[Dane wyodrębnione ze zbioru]
****************
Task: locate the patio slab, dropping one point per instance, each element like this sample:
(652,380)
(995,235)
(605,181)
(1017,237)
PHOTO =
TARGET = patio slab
****************
Cel ćwiczenia — Zwróć cały powyższy materiał, przepisując każdy jego wiersz bez żadnych zmian.

Pełne rozwiązanie —
Task: locate the patio slab, dropping one point per instance, each element like this sample:
(652,380)
(995,235)
(605,181)
(1017,237)
PHOTO =
TARGET = patio slab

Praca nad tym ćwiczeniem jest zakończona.